- _Direction A_
In the passage on accessibility and character sets, which character set did the project pick as its third, lowest-level option?
- _Direction B_
Reproduce the part of the passage on accessibility and character sets that begins at the words "A footer includes" and stops after "terminate the document.".

- _Document passage_
The term "DublinCore metadata" refers to 'DC.' meta tags for title, subject (keywords, LCC and/or DDC, LCSH), description, language (English 'en' and the lesson/text language), coverage (time frame), creator (primary author), (secondary) contributor, publisher, rights (copyright), date, type (text), format (text/html), and identifier (URL).

A footer includes a date/time stamp, contact e-mail address, and URLs for the home pages of the LRC, the College of Liberal Arts, and the University of Texas, all encapsulated within any HTML tags required to complete the page layout and terminate the document.

Accessibility

In the U.S., at least, one use of this term has come to mean something like "[a website] being legible to the handicapped" -- notably, those who are visually impaired. Accessibility is not a trivial issue, and even if it were not mandated by law (as in fact it is, for Texas state agencies), we would wish to make such access possible. If we were creating pages by hand, accessibility might impose a substantial burden. But in our project, conformance and tag entry are automated rather than handled manually, hence reliable and complete. Our boilerplate files provide the basic framework; and for each non-English string, tags declare the language and make style (e.g. font/height) recommendations. Such recommendations may of course be altered, or ignored, by the user's browser. Among many additional considerations, we never use graphics alone to display important information (e.g. text): we act as if a reader is browsing our site with the computer monitor turned off. One implication of this is that invisible link tags point to the previous, next, and home pages in each lesson series; these may be followed without having to select (e.g. click on) specific hot-links.

Character Sets

Our readership spans the globe, including not just developed countries but so-called "third world" countries. We cannot assume that everyone has access to modern computer software! Indeed, it is not even correct to assume that everyone in the "developed countries" has modern software: we know of scholars in U.S. academia who still use antiquated software, though it might be argued that these particular individuals are not part of our target audience. Yet we do not believe that facilities can be much better, on average, in very many places. Clearly, in a global environment, alternatives such as PDF files offer no real solutions.

For reasons such as these, we decided at project onset to publish our pages in HTML, and in multiple character sets. We selected "Unicode 3" for "the best" presentation -- when possible, in native script (e.g. polytonic Greek, Cyrillic, Armenian). We felt that, owing to the relative paucity of large Unicode fonts, a "Unicode 2" option with much-reduced font demands was also reasonable. As a third, lowest-level option, we selected ISO-8859-1. Lesson readers can freely choose from among these display options for any page, except for a few pages (such as our EIEOL home page, or an annotated bibliography) that are fully presentable in ISO-8859-1.

- _Data segment_
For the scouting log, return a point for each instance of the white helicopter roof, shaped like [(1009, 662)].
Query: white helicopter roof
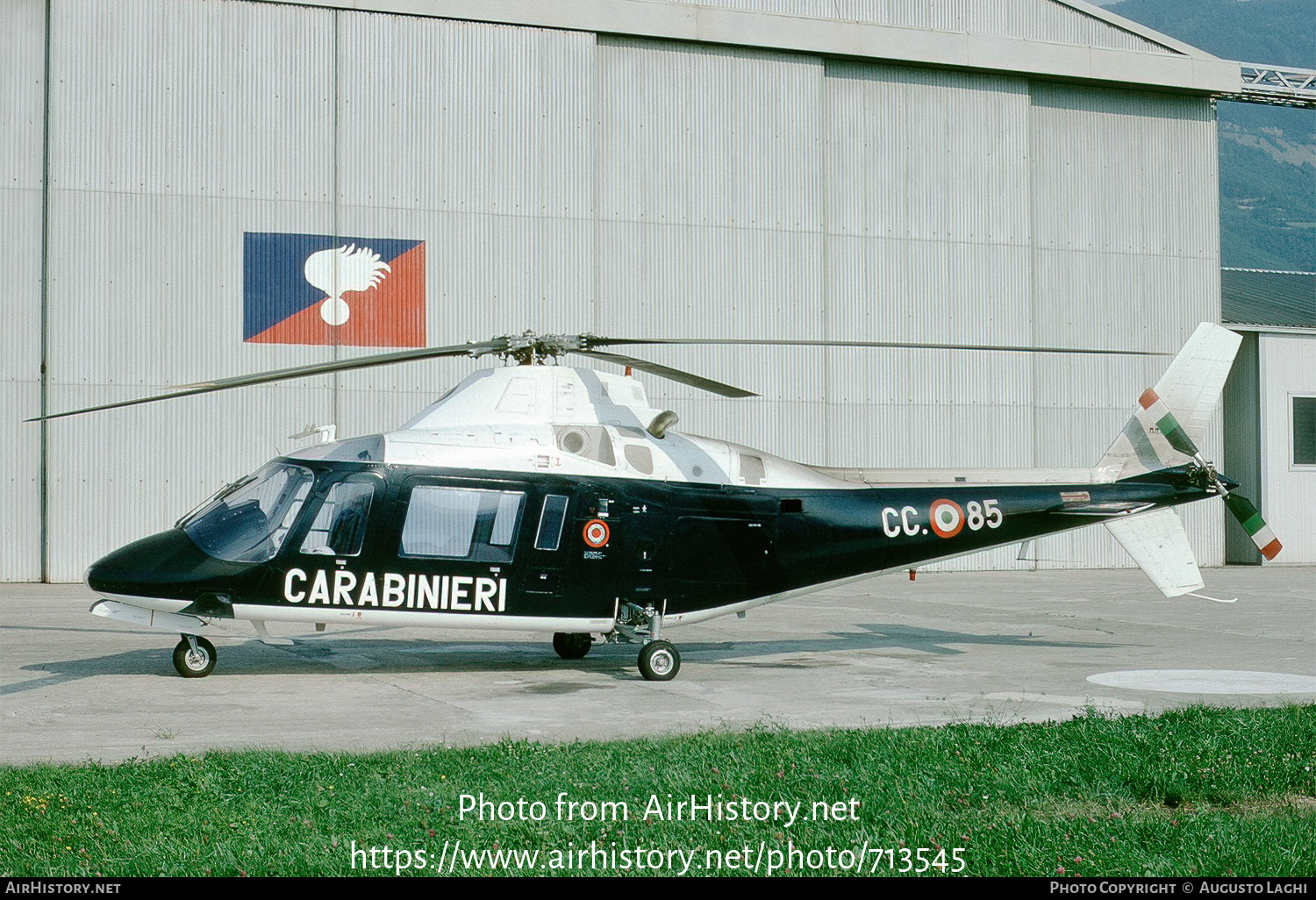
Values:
[(565, 421)]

- _Exercise solution A_
ISO-8859-1.

- _Exercise solution B_
A footer includes a date/time stamp, contact e-mail address, and URLs for the home pages of the LRC, the College of Liberal Arts, and the University of Texas, all encapsulated within any HTML tags required to complete the page layout and terminate the document.